Report every line of the records that contains the word "target".

** EXERCISE DATA follows **

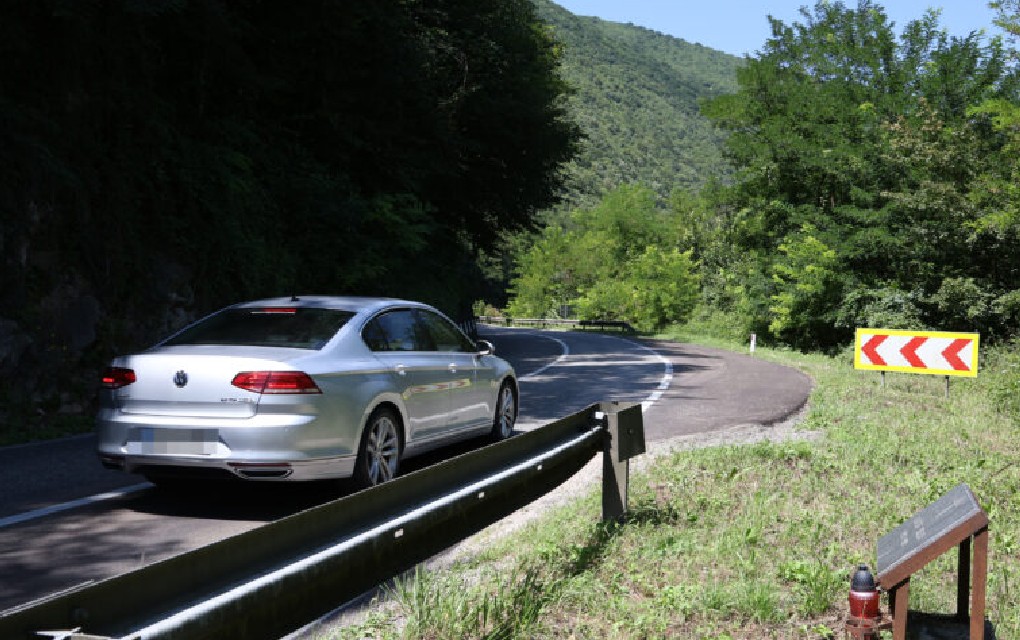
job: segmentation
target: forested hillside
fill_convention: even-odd
[[[991,4],[1020,35],[1020,3]],[[736,90],[702,104],[732,181],[663,206],[647,179],[560,216],[521,252],[510,313],[693,318],[805,349],[857,327],[1014,338],[1016,40],[949,36],[933,12],[897,32],[871,0],[771,27]]]
[[[256,296],[469,309],[560,192],[556,55],[530,0],[3,3],[0,421]]]
[[[570,112],[586,138],[567,164],[567,201],[593,204],[641,182],[663,200],[730,168],[723,133],[699,102],[736,90],[739,58],[633,25],[575,16],[551,0],[538,15],[562,45]]]

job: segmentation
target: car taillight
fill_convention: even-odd
[[[107,367],[100,379],[104,389],[120,389],[138,380],[135,372],[124,367]]]
[[[255,393],[322,393],[303,371],[242,371],[230,384]]]
[[[282,313],[283,315],[292,316],[297,313],[296,307],[264,307],[252,313]]]

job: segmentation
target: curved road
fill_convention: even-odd
[[[642,402],[646,440],[663,440],[775,424],[811,392],[811,380],[795,369],[721,349],[598,333],[485,331],[520,377],[521,429],[621,400]]]
[[[624,336],[483,327],[521,382],[519,430],[595,402],[642,402],[646,439],[773,424],[803,374],[749,356]],[[476,447],[409,461],[408,470]],[[343,495],[336,483],[167,494],[102,469],[90,436],[0,449],[0,611],[235,535]]]

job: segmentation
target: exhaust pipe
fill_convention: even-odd
[[[231,462],[236,475],[245,480],[281,480],[294,470],[286,462]]]

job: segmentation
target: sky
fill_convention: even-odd
[[[596,16],[612,22],[632,23],[682,38],[687,42],[754,56],[771,35],[766,16],[787,24],[803,22],[799,9],[814,0],[553,0],[579,16]],[[847,6],[856,7],[854,0]],[[885,8],[894,30],[902,33],[911,20],[929,7],[941,9],[939,24],[954,36],[984,29],[989,35],[1002,31],[992,24],[995,12],[986,0],[887,0]]]

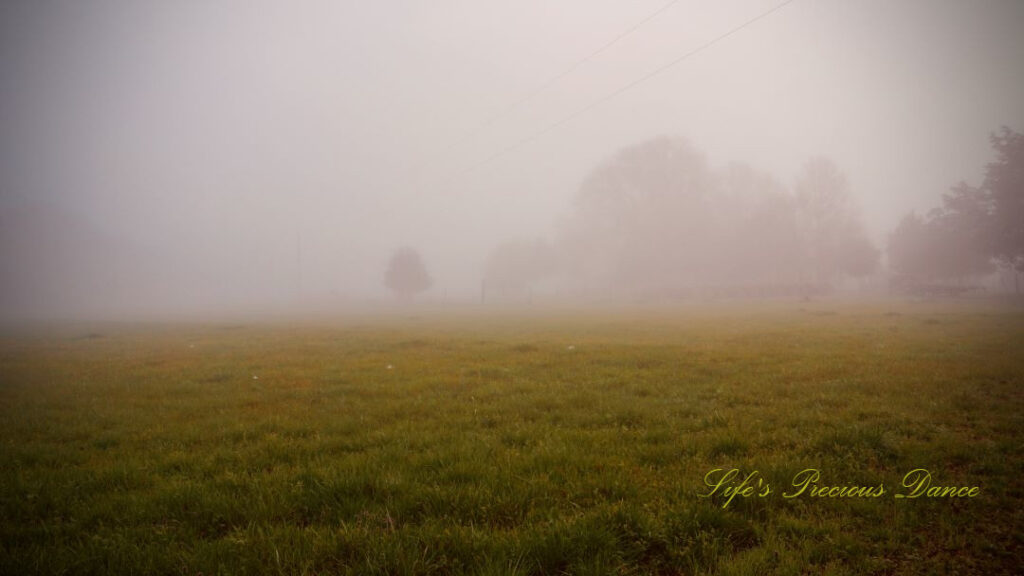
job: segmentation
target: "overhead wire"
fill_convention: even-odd
[[[531,93],[530,95],[527,95],[527,96],[519,99],[515,103],[513,103],[513,105],[511,105],[509,109],[511,109],[512,106],[521,105],[522,103],[524,103],[524,102],[528,101],[529,99],[535,97],[537,94],[542,92],[547,87],[550,87],[551,85],[553,85],[555,82],[557,82],[561,78],[564,78],[565,76],[567,76],[575,68],[578,68],[580,65],[582,65],[586,61],[589,61],[589,60],[593,59],[594,57],[599,55],[601,52],[607,50],[609,47],[611,47],[612,45],[614,45],[615,43],[620,41],[622,38],[624,38],[627,35],[629,35],[630,33],[634,32],[636,29],[638,29],[643,24],[649,22],[650,20],[654,19],[658,15],[664,13],[669,7],[674,5],[677,1],[678,0],[674,0],[673,2],[670,2],[670,3],[662,6],[659,10],[657,10],[654,13],[650,14],[649,16],[647,16],[644,20],[642,20],[642,21],[638,22],[637,24],[633,25],[632,27],[630,27],[626,31],[620,33],[618,36],[613,38],[611,41],[609,41],[608,43],[606,43],[602,47],[600,47],[597,50],[593,51],[592,53],[588,54],[583,59],[577,61],[577,63],[574,64],[572,67],[570,67],[570,69],[567,69],[567,71],[565,71],[562,74],[560,74],[559,76],[553,78],[552,80],[547,82],[544,86],[542,86],[541,88],[538,88],[534,93]],[[753,16],[751,18],[748,18],[747,20],[744,20],[742,23],[740,23],[740,24],[738,24],[736,26],[733,26],[732,28],[722,32],[721,34],[718,34],[717,36],[711,38],[710,40],[705,41],[704,43],[696,46],[695,48],[691,48],[690,50],[684,52],[683,54],[673,58],[672,60],[669,60],[665,64],[662,64],[661,66],[658,66],[654,70],[652,70],[652,71],[650,71],[650,72],[648,72],[648,73],[646,73],[646,74],[644,74],[642,76],[639,76],[639,77],[637,77],[637,78],[635,78],[635,79],[633,79],[633,80],[623,84],[622,86],[619,86],[618,88],[616,88],[616,89],[614,89],[614,90],[604,94],[603,96],[593,100],[589,104],[586,104],[585,106],[577,108],[576,110],[574,110],[574,111],[572,111],[572,112],[562,116],[558,120],[547,124],[546,126],[542,127],[541,129],[536,130],[536,131],[532,132],[531,134],[528,134],[527,136],[524,136],[524,137],[522,137],[522,138],[512,142],[511,144],[509,144],[509,145],[507,145],[507,146],[505,146],[503,148],[500,148],[499,150],[493,152],[492,154],[486,156],[485,158],[483,158],[483,159],[481,159],[481,160],[479,160],[477,162],[474,162],[472,164],[469,164],[467,166],[464,166],[462,168],[459,168],[459,169],[456,169],[456,170],[448,172],[445,176],[442,176],[441,178],[438,178],[437,180],[435,180],[435,183],[436,183],[435,185],[443,185],[443,184],[446,184],[446,183],[450,183],[451,181],[455,180],[456,178],[458,178],[460,176],[464,176],[464,175],[469,174],[469,173],[471,173],[471,172],[473,172],[475,170],[478,170],[478,169],[486,166],[487,164],[490,164],[491,162],[497,160],[498,158],[506,156],[506,155],[510,154],[511,152],[514,152],[514,151],[516,151],[516,150],[518,150],[518,149],[520,149],[520,148],[522,148],[522,147],[524,147],[524,146],[526,146],[526,145],[528,145],[528,144],[530,144],[530,143],[532,143],[532,142],[534,142],[536,140],[539,140],[543,136],[545,136],[545,135],[547,135],[547,134],[557,130],[561,126],[564,126],[565,124],[571,122],[572,120],[578,118],[579,116],[582,116],[583,114],[593,110],[594,108],[597,108],[598,106],[600,106],[600,105],[602,105],[602,104],[604,104],[604,103],[606,103],[606,102],[608,102],[608,101],[618,97],[619,95],[623,94],[624,92],[627,92],[627,91],[635,88],[636,86],[638,86],[638,85],[640,85],[640,84],[642,84],[644,82],[647,82],[648,80],[650,80],[652,78],[655,78],[655,77],[657,77],[657,76],[659,76],[661,74],[664,74],[669,69],[671,69],[671,68],[673,68],[675,66],[678,66],[679,64],[685,62],[686,60],[688,60],[690,58],[693,58],[694,56],[700,54],[701,52],[704,52],[705,50],[715,46],[716,44],[718,44],[718,43],[720,43],[720,42],[730,38],[731,36],[739,33],[740,31],[744,30],[745,28],[748,28],[749,26],[752,26],[753,24],[759,22],[760,20],[763,20],[763,19],[767,18],[768,16],[771,16],[772,14],[775,14],[779,10],[785,8],[789,4],[792,4],[793,2],[796,2],[796,1],[797,0],[784,0],[783,2],[780,2],[779,4],[776,4],[775,6],[772,6],[771,8],[769,8],[767,10],[759,12],[755,16]],[[491,123],[493,123],[493,121],[491,121]],[[479,129],[483,129],[483,127],[479,128]]]
[[[515,100],[511,104],[508,104],[507,106],[505,106],[504,108],[502,108],[498,112],[492,114],[490,117],[488,117],[487,119],[482,121],[480,124],[478,124],[475,128],[473,128],[470,131],[466,132],[460,138],[458,138],[456,141],[454,141],[452,144],[450,144],[448,146],[448,149],[453,148],[453,147],[457,146],[458,144],[461,144],[462,142],[465,142],[467,139],[469,139],[469,138],[471,138],[473,136],[476,136],[481,131],[483,131],[486,128],[490,127],[492,124],[494,124],[498,120],[501,120],[501,119],[505,118],[506,116],[508,116],[512,112],[515,112],[517,109],[519,109],[520,106],[522,106],[523,104],[526,104],[527,102],[533,100],[537,96],[543,94],[546,90],[548,90],[549,88],[551,88],[552,86],[554,86],[555,84],[560,82],[562,79],[564,79],[565,77],[567,77],[570,74],[572,74],[573,72],[575,72],[579,67],[583,66],[587,62],[590,62],[594,58],[600,56],[602,53],[607,51],[609,48],[611,48],[612,46],[618,44],[624,38],[626,38],[630,34],[636,32],[637,30],[639,30],[644,24],[647,24],[651,20],[654,20],[658,16],[662,15],[666,10],[668,10],[669,8],[671,8],[672,6],[674,6],[674,5],[678,4],[678,3],[679,3],[679,0],[671,0],[671,2],[668,2],[668,3],[664,4],[663,6],[661,6],[660,8],[655,10],[654,12],[648,14],[643,20],[640,20],[636,24],[634,24],[634,25],[630,26],[629,28],[627,28],[626,30],[620,32],[614,38],[612,38],[608,42],[604,43],[603,45],[601,45],[596,50],[590,52],[589,54],[587,54],[583,58],[580,58],[579,60],[576,60],[575,62],[570,64],[562,72],[556,74],[555,76],[552,76],[547,81],[545,81],[543,84],[539,85],[538,87],[536,87],[535,89],[533,89],[529,93],[527,93],[524,96],[522,96],[521,98]]]
[[[615,46],[616,44],[621,42],[623,39],[625,39],[626,37],[630,36],[631,34],[636,32],[641,27],[643,27],[645,24],[647,24],[650,21],[654,20],[658,16],[661,16],[669,8],[671,8],[672,6],[674,6],[674,5],[678,4],[678,3],[679,3],[679,0],[671,0],[670,2],[667,2],[667,3],[663,4],[657,10],[655,10],[654,12],[651,12],[650,14],[645,16],[642,20],[636,22],[635,24],[633,24],[629,28],[623,30],[622,32],[619,32],[617,35],[615,35],[613,38],[611,38],[610,40],[608,40],[607,42],[605,42],[604,44],[602,44],[601,46],[599,46],[595,50],[592,50],[589,53],[587,53],[585,56],[583,56],[582,58],[579,58],[578,60],[575,60],[573,63],[571,63],[564,70],[562,70],[558,74],[552,76],[551,78],[548,78],[546,81],[544,81],[543,83],[538,85],[533,90],[527,92],[526,94],[524,94],[521,97],[517,98],[513,102],[505,105],[502,109],[500,109],[499,111],[491,114],[490,116],[488,116],[484,120],[480,121],[474,127],[472,127],[469,130],[463,132],[460,136],[457,136],[453,140],[450,140],[447,144],[445,144],[445,145],[443,145],[441,147],[439,152],[442,153],[442,154],[450,152],[452,149],[458,147],[461,144],[464,144],[470,138],[480,134],[481,132],[483,132],[487,128],[493,126],[499,120],[503,120],[504,118],[508,117],[513,112],[515,112],[520,107],[522,107],[524,104],[534,100],[535,98],[537,98],[538,96],[540,96],[541,94],[543,94],[544,92],[549,90],[552,86],[555,86],[556,84],[561,82],[563,79],[565,79],[566,77],[571,75],[573,72],[578,70],[581,66],[583,66],[584,64],[590,62],[594,58],[600,56],[602,53],[604,53],[607,50],[609,50],[612,46]],[[402,178],[409,178],[410,175],[412,173],[416,172],[416,171],[417,171],[417,167],[416,166],[408,165],[403,170],[401,170],[401,173],[402,173],[401,177]]]
[[[479,169],[479,168],[481,168],[481,167],[483,167],[483,166],[493,162],[494,160],[497,160],[498,158],[500,158],[502,156],[505,156],[506,154],[509,154],[510,152],[513,152],[513,151],[515,151],[515,150],[517,150],[517,149],[519,149],[519,148],[521,148],[521,147],[523,147],[523,146],[525,146],[525,145],[527,145],[527,144],[529,144],[529,143],[531,143],[531,142],[533,142],[535,140],[538,140],[542,136],[544,136],[544,135],[546,135],[546,134],[556,130],[557,128],[559,128],[559,127],[561,127],[561,126],[571,122],[572,120],[574,120],[577,117],[579,117],[579,116],[589,112],[590,110],[593,110],[594,108],[600,106],[601,104],[604,104],[605,102],[608,102],[609,100],[612,100],[613,98],[619,96],[620,94],[622,94],[622,93],[624,93],[624,92],[626,92],[626,91],[628,91],[628,90],[630,90],[632,88],[635,88],[636,86],[638,86],[638,85],[640,85],[640,84],[650,80],[651,78],[654,78],[656,76],[659,76],[659,75],[665,73],[669,69],[671,69],[671,68],[681,64],[682,62],[684,62],[684,61],[686,61],[686,60],[696,56],[697,54],[700,54],[701,52],[707,50],[708,48],[711,48],[712,46],[714,46],[715,44],[718,44],[719,42],[722,42],[723,40],[729,38],[730,36],[733,36],[734,34],[740,32],[744,28],[747,28],[748,26],[751,26],[751,25],[755,24],[759,20],[767,18],[768,16],[774,14],[775,12],[778,12],[779,10],[781,10],[782,8],[786,7],[789,4],[792,4],[793,2],[796,2],[796,0],[785,0],[784,2],[781,2],[781,3],[773,6],[772,8],[769,8],[768,10],[765,10],[764,12],[761,12],[761,13],[757,14],[756,16],[754,16],[754,17],[744,21],[743,23],[741,23],[741,24],[739,24],[737,26],[734,26],[733,28],[730,28],[729,30],[719,34],[718,36],[715,36],[711,40],[708,40],[708,41],[704,42],[703,44],[697,46],[696,48],[693,48],[693,49],[685,52],[684,54],[682,54],[680,56],[677,56],[676,58],[673,58],[672,60],[668,61],[667,63],[665,63],[665,64],[655,68],[651,72],[648,72],[647,74],[644,74],[643,76],[640,76],[640,77],[638,77],[638,78],[636,78],[636,79],[634,79],[634,80],[632,80],[632,81],[630,81],[630,82],[628,82],[628,83],[626,83],[626,84],[616,88],[615,90],[612,90],[611,92],[608,92],[607,94],[601,96],[600,98],[597,98],[596,100],[592,101],[591,103],[589,103],[589,104],[587,104],[587,105],[585,105],[585,106],[583,106],[581,108],[578,108],[575,111],[570,112],[569,114],[566,114],[565,116],[561,117],[560,119],[558,119],[558,120],[556,120],[556,121],[554,121],[554,122],[544,126],[540,130],[537,130],[537,131],[535,131],[535,132],[533,132],[533,133],[531,133],[531,134],[529,134],[529,135],[527,135],[527,136],[525,136],[523,138],[520,138],[519,140],[513,142],[512,144],[510,144],[510,145],[508,145],[508,146],[506,146],[504,148],[499,149],[498,151],[494,152],[493,154],[487,156],[486,158],[483,158],[482,160],[480,160],[478,162],[475,162],[475,163],[473,163],[473,164],[471,164],[471,165],[469,165],[469,166],[467,166],[465,168],[461,168],[459,170],[456,170],[454,172],[449,173],[449,175],[445,178],[445,180],[449,180],[449,179],[452,179],[452,178],[455,178],[455,177],[462,176],[464,174],[468,174],[470,172],[473,172],[474,170],[477,170],[477,169]]]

** End of EXERCISE DATA **

* [OUTPUT OF THE EXERCISE]
target: forested hillside
target: car taillight
target: curved road
target: exhaust pipe
target: sky
target: "overhead wire"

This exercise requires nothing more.